▸ **SUPPLIED TEXT**
Sexton said fifth grade science includes many lessons about nature’s cycles like seasons or the water cycle. He added students will spend two days at Stratford now and then spend another few days at the center in February to see those cycles firsthand.
“By coming out at different times we are able to see the same barn, the same field, the same creek in the different seasons,” Sexton said. “We’re seeing these cycles in action, in snapshots. Stratford gives us the opportunity to do that. This program is 100% Stratford’s. We’re just participating.”
Sexton said when the students visit in February, they will learn about how to harvest maple syrup and see the center in an entirely different light.
“They’ll get a real sense of what it takes to harvest syrup,” Sexton said. “(The trip will) highlight changes in the environment. There’s no comparison (to what could be learned with a textbook), especially when you’re talking about a cycle. You have to see it at different points and really care about it, like it’s something that has relevance to you. If you’ve never seen these things or been in these environments, then all the videos in the world aren’t going to make them feel relevant to you. … They might as well be on the other side of the world as opposed to right here in the community.”
Sexton said his favorite part of the trip was seeing students learn about the creek at Stratford up close.
“There’s something magical about getting kids from the city in rubber boots and telling them they can walk in the creek,” he said.

▸ **DIRECTIVES**
a – In the passage about the Stratford science trip, what will students learn to do when they visit in February?
b – Pick up the passage about the Stratford science trip after its final sentence and keep writing.

Data listing:
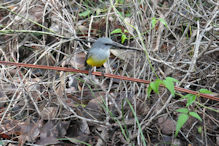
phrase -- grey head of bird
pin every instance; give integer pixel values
(105, 43)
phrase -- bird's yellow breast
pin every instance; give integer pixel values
(94, 62)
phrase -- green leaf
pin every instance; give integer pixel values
(163, 21)
(123, 38)
(190, 99)
(155, 85)
(205, 91)
(171, 79)
(183, 110)
(180, 122)
(118, 30)
(153, 22)
(170, 86)
(195, 115)
(85, 13)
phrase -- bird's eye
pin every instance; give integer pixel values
(107, 44)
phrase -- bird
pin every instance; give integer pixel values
(99, 53)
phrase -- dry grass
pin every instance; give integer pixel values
(42, 106)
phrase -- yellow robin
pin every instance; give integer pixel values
(99, 53)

▸ **ANSWERS TO THE EXERCISE**
a – They will learn how to harvest maple syrup.

b –
The trip was a hit with fifth grader Kelmaries Duran, who said she enjoyed walking in the creek and learning about the animals.
“I liked the chickens (and) seeing what they eat,” Duran said. “I like that this was in the woods because we can explore more and learn more about the animals.”
Addison Pounds, a fellow fifth grader, said she enjoyed learning about farm animals.
“I learned that when you pick up a chicken, you have to hold their wings,” Pounds said. “I liked that we got to see all the animals on the farm.”
Sexton said the he hopes to continue the trips in the future, which were made possible through financial donations.
“It can be expensive to bring the kids out here for five school days,” Sexton said. “Providing the funding is there, we’ll continue. We’ve been fortunate to have funding available to us. We’re grateful (for that) funding. The donors have been so generous. This is a group that really benefits from it.”